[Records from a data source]
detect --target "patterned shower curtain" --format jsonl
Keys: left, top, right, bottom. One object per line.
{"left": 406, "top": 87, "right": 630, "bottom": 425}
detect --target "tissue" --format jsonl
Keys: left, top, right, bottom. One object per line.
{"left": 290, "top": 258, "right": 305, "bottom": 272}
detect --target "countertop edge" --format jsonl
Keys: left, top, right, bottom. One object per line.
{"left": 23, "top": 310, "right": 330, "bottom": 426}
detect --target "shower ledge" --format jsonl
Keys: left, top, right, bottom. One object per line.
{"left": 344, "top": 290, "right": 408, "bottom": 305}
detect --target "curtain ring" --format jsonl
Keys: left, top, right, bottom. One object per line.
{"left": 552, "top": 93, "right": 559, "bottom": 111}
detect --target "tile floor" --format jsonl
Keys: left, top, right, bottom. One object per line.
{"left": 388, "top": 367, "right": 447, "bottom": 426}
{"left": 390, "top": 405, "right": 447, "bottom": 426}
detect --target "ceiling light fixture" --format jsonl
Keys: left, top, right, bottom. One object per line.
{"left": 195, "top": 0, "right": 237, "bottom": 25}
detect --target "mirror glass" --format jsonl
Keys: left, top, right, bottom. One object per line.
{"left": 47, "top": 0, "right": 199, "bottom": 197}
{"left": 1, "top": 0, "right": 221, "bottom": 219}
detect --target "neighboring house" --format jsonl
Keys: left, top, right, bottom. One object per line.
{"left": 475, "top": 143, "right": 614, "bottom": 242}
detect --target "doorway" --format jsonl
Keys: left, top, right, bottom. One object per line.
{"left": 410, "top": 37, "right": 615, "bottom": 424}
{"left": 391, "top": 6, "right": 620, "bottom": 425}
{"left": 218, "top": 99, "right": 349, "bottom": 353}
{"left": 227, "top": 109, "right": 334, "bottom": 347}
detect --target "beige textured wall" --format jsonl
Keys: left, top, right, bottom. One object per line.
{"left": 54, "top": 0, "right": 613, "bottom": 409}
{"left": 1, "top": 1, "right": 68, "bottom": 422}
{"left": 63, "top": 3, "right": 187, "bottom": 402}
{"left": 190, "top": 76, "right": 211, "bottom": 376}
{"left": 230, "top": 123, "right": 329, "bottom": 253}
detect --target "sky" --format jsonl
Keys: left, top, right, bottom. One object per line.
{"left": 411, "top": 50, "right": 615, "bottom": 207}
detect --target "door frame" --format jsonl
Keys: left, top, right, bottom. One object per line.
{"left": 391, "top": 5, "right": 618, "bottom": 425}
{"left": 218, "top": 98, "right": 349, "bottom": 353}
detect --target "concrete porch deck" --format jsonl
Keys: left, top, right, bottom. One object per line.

**Your assignment:**
Each record above must be restated in full, word for word.

**Result of this task:**
detect --target "patterned shower curtain" --format jsonl
Keys: left, top, right, bottom. One object per line.
{"left": 406, "top": 87, "right": 630, "bottom": 425}
detect --target "tissue" --format jsonl
Keys: left, top, right, bottom. One object per line.
{"left": 290, "top": 258, "right": 305, "bottom": 272}
detect --target "countertop edge" --format jsonl
Keys: left, top, right, bottom. One object per line.
{"left": 23, "top": 310, "right": 330, "bottom": 426}
detect --target "shower ledge" --format jsonl
Keys: left, top, right, bottom. One object per line.
{"left": 344, "top": 290, "right": 408, "bottom": 305}
detect --target "curtain ring" --format jsonl
Keys: left, top, right, bottom. One object per line.
{"left": 552, "top": 93, "right": 559, "bottom": 111}
detect --target "tile floor" --format jsonl
Keys: left, top, right, bottom. One object per line.
{"left": 388, "top": 367, "right": 447, "bottom": 426}
{"left": 390, "top": 405, "right": 447, "bottom": 426}
detect --target "ceiling light fixture" --format jsonl
Keys: left, top, right, bottom. One object per line.
{"left": 195, "top": 0, "right": 237, "bottom": 25}
detect --target "mirror glass" --format jsonl
Keys: left, top, right, bottom. One object per line.
{"left": 47, "top": 0, "right": 199, "bottom": 197}
{"left": 1, "top": 0, "right": 221, "bottom": 219}
detect --target "neighboring house" --format jsonl
Keys: left, top, right, bottom. One object per line.
{"left": 475, "top": 143, "right": 614, "bottom": 242}
detect --target "doorway" --format jsonl
Keys: left, top, right, bottom. One object per line.
{"left": 410, "top": 37, "right": 615, "bottom": 424}
{"left": 391, "top": 6, "right": 620, "bottom": 425}
{"left": 218, "top": 99, "right": 349, "bottom": 353}
{"left": 227, "top": 109, "right": 334, "bottom": 347}
detect --target "beige textured wall" --format jsonl
Keys: left, top, right, bottom. One object per line.
{"left": 54, "top": 0, "right": 613, "bottom": 409}
{"left": 1, "top": 1, "right": 68, "bottom": 422}
{"left": 63, "top": 3, "right": 187, "bottom": 402}
{"left": 190, "top": 76, "right": 211, "bottom": 376}
{"left": 230, "top": 123, "right": 329, "bottom": 253}
detect --target "sky" --format jsonl
Keys: left, top, right, bottom. One object per line.
{"left": 411, "top": 50, "right": 615, "bottom": 207}
detect --target "door frame" --format jsonl
Keys: left, top, right, bottom. One object per line.
{"left": 391, "top": 5, "right": 618, "bottom": 425}
{"left": 218, "top": 98, "right": 349, "bottom": 353}
detect --target "concrete porch deck" --format jsonl
Keys: left, top, right, bottom. One object per line.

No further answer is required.